*** Provided records ***

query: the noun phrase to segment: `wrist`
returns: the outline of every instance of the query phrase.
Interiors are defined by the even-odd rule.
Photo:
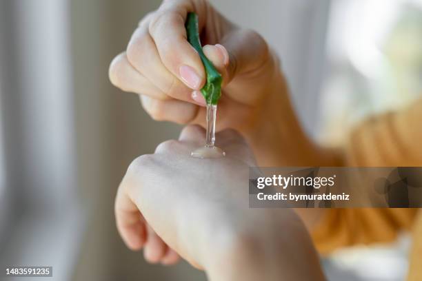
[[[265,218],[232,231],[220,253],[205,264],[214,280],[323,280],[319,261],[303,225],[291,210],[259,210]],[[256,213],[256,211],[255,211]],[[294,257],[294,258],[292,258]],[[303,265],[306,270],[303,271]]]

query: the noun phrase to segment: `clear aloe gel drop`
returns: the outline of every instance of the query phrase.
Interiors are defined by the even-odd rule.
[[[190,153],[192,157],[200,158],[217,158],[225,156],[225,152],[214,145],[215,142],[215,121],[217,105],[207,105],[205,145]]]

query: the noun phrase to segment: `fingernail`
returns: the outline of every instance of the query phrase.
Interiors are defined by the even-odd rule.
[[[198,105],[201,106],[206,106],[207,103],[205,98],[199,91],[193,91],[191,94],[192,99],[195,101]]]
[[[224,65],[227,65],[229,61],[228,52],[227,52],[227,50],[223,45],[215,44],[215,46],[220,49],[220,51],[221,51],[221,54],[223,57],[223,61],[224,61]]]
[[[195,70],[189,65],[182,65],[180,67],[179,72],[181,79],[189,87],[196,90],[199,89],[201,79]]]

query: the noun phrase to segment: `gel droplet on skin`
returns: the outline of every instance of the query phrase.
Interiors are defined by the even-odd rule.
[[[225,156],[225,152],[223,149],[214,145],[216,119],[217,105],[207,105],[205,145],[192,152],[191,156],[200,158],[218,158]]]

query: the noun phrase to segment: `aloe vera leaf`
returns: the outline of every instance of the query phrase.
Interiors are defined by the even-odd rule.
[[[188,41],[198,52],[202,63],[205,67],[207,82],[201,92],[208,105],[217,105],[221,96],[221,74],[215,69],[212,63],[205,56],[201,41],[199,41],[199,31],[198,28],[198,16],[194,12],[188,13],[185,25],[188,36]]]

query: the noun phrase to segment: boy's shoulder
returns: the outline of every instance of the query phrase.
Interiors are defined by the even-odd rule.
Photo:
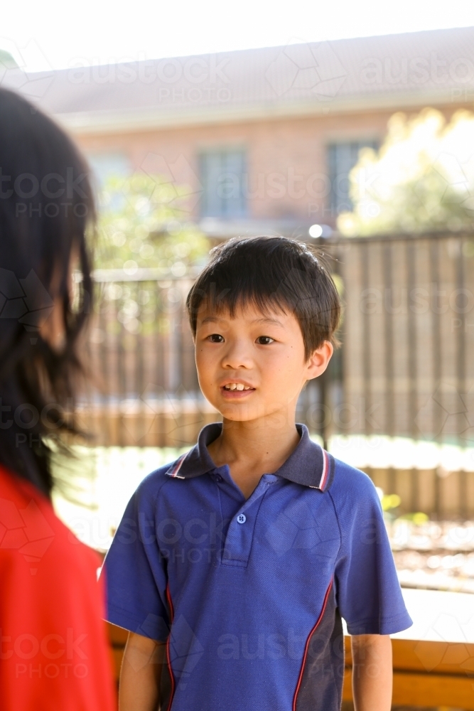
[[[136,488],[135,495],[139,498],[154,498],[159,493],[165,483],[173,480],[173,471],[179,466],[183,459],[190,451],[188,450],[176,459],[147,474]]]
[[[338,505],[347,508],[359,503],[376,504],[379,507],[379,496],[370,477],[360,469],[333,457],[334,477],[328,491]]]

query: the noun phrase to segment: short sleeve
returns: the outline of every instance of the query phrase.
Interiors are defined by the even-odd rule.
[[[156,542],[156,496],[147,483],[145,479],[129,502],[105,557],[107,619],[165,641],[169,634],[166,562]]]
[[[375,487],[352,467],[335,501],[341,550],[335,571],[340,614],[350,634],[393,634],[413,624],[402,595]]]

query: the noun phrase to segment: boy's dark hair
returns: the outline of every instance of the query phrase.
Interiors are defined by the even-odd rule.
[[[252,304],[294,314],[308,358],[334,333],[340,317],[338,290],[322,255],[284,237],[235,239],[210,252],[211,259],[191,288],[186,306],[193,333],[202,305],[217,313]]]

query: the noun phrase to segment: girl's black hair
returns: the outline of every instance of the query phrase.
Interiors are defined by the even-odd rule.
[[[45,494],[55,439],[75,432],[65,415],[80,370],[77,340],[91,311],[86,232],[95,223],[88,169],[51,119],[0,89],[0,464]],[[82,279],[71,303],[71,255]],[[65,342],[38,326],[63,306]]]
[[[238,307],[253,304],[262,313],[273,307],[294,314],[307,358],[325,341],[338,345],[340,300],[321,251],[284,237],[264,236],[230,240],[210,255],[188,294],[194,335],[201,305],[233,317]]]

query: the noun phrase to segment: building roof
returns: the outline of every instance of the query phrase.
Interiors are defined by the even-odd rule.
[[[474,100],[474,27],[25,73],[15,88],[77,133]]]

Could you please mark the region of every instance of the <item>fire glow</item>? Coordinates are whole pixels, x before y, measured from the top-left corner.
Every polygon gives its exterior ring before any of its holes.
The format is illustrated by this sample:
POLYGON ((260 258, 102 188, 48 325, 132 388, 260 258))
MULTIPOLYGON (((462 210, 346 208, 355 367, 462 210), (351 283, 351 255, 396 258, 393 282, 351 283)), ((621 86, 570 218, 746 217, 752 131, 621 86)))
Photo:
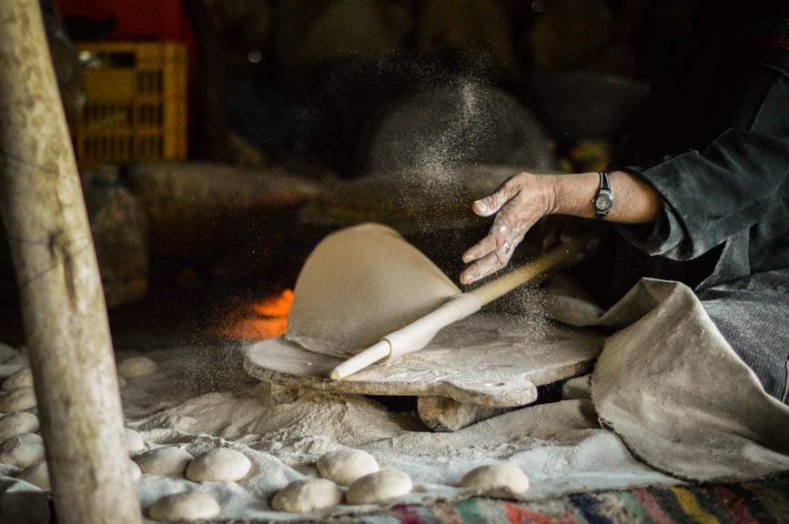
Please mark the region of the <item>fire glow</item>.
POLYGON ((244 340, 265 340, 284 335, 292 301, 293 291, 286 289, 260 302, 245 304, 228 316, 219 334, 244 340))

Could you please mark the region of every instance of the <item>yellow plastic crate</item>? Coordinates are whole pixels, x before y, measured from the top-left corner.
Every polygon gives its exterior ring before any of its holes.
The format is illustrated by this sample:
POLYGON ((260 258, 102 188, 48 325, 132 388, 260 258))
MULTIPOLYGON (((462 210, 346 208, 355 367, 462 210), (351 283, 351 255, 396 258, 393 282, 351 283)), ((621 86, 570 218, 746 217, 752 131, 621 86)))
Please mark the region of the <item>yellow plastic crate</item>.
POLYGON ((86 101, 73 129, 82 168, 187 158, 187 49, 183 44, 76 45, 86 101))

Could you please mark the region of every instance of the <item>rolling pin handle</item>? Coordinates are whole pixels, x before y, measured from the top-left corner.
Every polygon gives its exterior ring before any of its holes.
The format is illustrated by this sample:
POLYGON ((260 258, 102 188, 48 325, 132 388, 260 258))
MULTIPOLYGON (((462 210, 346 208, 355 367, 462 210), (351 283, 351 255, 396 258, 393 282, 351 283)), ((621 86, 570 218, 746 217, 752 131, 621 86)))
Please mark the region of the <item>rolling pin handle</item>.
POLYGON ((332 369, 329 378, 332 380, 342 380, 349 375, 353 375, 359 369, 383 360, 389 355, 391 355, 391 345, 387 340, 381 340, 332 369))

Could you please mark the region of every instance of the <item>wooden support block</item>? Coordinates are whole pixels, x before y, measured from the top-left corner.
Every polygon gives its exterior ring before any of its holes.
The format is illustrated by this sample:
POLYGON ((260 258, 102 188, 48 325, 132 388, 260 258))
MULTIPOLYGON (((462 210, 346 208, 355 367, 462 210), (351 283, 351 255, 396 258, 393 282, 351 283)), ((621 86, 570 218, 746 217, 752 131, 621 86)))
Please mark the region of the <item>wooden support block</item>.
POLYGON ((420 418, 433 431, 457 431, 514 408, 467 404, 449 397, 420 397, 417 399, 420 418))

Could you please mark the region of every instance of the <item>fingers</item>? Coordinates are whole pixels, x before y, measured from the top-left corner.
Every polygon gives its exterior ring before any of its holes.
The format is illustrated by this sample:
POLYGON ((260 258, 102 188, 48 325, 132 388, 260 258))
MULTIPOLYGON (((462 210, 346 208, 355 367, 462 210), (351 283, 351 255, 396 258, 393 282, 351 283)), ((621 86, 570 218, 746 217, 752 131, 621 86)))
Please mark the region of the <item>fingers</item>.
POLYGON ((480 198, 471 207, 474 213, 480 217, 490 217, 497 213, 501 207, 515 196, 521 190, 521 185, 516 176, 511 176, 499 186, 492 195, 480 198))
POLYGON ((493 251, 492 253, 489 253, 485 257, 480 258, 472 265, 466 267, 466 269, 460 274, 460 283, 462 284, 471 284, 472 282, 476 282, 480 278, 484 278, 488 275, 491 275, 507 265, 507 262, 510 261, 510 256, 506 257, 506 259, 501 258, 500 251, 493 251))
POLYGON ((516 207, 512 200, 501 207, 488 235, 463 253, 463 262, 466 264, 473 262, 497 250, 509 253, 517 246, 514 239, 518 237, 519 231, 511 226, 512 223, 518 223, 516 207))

***

• What to produce: Set out the lines of the listing above as a numbered list, beginning at the line containing "query: the noun phrase to segment: building" and running through the line containing "POLYGON ((244 340, 265", both ends included and blank lines dropped. Leave the pictures out.

• Exercise response:
1. query: the noun phrase to segment: building roof
2. returns: the outline of every instance of the query phrase.
3. Interiors are defined by the even-odd rule.
4. [[[474,100],[474,27],[25,73],[15,88],[77,133]]]
5. Could you please mark the region of every instance of the <item>fire glow</item>? Coordinates are whole pixels, x before y, measured from the top-left corner.
6. Every polygon gives its exterior ring before any of its holes.
7. The format is illustrated by this sample:
8. POLYGON ((260 258, 102 188, 48 325, 132 388, 260 258))
9. MULTIPOLYGON (((462 210, 346 208, 355 367, 462 210), (351 283, 351 255, 396 258, 393 282, 351 283)), ((621 86, 570 218, 746 217, 752 131, 621 86)))
10. Photo:
11. Please mark the region of the <item>fire glow</item>.
12. POLYGON ((244 340, 265 340, 284 335, 292 301, 293 291, 286 289, 260 302, 245 304, 228 316, 219 334, 244 340))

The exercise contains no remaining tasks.